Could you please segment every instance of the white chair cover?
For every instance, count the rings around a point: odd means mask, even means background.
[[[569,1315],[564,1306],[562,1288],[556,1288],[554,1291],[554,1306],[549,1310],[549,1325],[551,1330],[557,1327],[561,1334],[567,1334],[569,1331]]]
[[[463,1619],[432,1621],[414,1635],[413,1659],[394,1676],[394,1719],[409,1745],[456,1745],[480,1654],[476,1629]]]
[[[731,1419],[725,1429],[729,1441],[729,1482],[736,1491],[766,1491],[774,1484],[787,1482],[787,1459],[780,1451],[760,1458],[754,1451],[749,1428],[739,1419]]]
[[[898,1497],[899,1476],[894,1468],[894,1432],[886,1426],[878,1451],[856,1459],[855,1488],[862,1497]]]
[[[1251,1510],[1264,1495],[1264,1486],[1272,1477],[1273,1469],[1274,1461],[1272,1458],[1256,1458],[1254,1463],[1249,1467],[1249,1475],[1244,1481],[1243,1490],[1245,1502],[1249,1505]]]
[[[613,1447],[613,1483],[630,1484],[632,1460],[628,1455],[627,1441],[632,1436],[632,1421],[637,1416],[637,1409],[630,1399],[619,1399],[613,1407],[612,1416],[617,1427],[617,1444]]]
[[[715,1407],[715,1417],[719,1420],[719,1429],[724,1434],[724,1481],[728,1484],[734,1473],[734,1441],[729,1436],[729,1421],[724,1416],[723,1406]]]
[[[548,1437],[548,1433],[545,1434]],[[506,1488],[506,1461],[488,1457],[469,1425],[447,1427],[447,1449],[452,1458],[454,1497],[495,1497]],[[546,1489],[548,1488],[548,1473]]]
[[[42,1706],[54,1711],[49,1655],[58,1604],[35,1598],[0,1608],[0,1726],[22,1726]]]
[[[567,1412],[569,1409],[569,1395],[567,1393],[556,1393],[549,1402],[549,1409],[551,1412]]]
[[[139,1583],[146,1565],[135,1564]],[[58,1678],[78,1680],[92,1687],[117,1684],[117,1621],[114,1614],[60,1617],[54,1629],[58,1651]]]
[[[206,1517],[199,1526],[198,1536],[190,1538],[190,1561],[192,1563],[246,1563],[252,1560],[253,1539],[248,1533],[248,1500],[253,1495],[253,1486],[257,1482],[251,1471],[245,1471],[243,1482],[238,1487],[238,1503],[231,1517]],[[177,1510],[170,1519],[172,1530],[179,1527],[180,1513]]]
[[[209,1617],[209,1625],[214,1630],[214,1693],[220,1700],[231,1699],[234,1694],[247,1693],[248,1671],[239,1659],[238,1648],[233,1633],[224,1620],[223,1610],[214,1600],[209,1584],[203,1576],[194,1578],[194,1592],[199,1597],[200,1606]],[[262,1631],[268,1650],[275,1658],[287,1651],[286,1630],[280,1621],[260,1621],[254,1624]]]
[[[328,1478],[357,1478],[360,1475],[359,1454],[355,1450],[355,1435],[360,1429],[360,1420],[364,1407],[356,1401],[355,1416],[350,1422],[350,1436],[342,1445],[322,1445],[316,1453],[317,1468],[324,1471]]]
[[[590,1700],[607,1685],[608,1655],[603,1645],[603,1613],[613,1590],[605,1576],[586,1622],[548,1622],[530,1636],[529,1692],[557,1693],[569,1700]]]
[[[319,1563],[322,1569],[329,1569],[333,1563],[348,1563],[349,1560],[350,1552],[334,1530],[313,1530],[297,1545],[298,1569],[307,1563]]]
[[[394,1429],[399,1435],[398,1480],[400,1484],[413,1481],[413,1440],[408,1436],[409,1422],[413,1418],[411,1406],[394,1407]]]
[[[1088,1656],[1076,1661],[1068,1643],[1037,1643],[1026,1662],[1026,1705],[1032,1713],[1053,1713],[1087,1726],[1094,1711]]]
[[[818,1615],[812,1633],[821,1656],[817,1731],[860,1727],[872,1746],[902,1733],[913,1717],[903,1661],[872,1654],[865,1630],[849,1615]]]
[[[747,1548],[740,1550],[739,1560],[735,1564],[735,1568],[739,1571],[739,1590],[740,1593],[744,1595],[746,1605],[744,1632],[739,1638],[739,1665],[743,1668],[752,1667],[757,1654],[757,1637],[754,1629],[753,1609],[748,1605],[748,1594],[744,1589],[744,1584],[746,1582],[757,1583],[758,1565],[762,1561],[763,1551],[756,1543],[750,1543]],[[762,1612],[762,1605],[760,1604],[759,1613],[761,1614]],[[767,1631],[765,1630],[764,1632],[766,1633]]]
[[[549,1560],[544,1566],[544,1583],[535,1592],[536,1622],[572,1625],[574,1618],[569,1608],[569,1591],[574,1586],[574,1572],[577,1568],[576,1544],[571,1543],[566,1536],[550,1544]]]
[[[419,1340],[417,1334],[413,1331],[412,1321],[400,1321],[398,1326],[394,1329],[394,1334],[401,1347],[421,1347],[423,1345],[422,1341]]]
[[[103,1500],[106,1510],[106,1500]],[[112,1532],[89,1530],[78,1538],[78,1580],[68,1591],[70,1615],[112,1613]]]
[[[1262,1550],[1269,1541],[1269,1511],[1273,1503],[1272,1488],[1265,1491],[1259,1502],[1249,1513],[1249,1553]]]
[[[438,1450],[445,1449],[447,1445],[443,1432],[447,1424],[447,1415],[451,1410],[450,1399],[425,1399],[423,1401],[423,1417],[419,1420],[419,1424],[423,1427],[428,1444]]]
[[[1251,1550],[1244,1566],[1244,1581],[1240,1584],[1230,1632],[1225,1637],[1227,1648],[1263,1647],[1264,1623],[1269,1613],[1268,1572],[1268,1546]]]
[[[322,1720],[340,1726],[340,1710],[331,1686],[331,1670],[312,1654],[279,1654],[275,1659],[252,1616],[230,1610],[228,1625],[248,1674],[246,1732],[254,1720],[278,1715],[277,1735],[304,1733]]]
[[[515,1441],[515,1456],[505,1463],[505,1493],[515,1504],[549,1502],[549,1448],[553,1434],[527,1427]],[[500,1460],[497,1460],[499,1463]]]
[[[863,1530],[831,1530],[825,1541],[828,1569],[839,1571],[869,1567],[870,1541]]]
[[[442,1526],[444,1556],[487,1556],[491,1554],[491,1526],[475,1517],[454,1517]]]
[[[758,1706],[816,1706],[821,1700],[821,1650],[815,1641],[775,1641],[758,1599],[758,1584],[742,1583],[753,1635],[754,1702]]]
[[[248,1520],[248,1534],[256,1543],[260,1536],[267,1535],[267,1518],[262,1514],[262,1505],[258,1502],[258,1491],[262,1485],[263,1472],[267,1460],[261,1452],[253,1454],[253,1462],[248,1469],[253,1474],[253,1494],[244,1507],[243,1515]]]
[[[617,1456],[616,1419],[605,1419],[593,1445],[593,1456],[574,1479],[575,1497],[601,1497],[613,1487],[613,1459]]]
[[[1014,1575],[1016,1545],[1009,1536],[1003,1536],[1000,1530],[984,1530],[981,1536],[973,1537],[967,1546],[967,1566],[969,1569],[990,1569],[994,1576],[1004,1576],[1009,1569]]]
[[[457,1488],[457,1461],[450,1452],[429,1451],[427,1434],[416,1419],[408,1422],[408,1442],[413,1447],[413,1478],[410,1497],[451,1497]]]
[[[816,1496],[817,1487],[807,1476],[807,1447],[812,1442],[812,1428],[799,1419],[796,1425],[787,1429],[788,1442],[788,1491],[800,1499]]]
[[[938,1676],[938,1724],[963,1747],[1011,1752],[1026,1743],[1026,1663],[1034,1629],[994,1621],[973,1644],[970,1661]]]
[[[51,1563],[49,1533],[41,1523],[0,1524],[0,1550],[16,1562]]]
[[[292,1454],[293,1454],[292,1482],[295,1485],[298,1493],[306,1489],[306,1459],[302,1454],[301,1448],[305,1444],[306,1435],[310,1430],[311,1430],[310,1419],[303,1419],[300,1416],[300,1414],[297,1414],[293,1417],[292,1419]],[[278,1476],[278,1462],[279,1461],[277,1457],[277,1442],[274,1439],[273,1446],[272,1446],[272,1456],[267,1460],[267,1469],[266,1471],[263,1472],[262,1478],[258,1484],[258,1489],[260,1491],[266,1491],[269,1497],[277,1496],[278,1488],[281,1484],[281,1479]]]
....
Filter the listing by the string "instance"; copy each matching line.

■ **TASK RESPONSE**
Could you please segment every instance of the white chair cover?
For every instance, count the rings around a point: odd means mask, even means background.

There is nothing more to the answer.